INFORMATION SUPPLIED:
============================================================
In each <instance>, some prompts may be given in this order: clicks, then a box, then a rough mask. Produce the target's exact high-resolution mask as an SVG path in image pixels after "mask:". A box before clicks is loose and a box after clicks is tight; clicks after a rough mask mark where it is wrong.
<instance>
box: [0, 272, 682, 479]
============================================================
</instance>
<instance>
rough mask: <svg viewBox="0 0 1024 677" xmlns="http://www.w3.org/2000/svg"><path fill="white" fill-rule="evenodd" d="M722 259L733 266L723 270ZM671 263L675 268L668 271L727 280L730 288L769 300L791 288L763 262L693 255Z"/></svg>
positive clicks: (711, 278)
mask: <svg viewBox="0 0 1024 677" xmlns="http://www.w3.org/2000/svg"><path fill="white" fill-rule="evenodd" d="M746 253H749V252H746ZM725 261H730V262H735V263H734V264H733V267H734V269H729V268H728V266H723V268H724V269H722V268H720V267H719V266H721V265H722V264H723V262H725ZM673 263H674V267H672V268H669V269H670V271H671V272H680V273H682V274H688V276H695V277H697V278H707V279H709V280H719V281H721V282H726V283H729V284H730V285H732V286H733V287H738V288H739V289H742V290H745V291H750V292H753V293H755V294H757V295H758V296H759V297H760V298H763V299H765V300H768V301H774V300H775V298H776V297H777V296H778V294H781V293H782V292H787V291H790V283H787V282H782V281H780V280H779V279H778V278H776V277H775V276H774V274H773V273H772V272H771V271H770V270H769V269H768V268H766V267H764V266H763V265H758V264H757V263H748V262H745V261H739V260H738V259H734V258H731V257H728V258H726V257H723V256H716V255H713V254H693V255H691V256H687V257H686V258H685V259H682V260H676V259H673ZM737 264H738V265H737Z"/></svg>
============================================================
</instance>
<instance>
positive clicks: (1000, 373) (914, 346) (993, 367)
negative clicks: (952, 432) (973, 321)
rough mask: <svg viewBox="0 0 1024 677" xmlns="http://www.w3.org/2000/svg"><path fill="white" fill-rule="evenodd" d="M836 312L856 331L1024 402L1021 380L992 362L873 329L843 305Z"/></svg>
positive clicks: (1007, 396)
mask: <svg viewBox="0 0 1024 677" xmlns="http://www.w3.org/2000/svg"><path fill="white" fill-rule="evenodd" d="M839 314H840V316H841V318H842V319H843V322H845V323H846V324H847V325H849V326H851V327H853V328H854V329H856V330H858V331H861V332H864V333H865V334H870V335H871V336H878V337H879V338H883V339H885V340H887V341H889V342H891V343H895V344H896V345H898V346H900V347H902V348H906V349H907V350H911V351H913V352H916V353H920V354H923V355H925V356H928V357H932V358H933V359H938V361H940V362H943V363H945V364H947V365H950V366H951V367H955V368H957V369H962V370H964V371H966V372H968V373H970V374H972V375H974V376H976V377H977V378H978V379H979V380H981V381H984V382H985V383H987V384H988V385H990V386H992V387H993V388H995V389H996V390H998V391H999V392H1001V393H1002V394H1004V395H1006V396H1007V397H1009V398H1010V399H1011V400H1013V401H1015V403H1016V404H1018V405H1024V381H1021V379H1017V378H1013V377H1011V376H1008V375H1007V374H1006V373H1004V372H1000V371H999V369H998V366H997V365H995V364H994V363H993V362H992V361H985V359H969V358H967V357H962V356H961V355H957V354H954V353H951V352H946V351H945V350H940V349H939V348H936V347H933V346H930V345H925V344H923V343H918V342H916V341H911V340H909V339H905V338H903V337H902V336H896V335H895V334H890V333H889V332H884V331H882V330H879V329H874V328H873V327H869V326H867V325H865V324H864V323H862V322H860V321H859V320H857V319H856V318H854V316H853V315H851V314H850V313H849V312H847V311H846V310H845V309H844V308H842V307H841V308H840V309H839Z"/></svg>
============================================================
EXERCISE GOAL: Duplicate the data above exactly, from the line that contains "In each <instance>, some" up to and including the line that contains "box: [0, 272, 682, 479]".

RESULT:
In each <instance>, some prompts may be given in this order: clicks, then a box, then a rough mask. Produce the target's exact high-resolution mask as an SVG path in image pixels after "mask:". A box before clicks is loose and a box after clicks is tight; clicks after a rough mask mark where it is wrong.
<instance>
box: [0, 272, 682, 479]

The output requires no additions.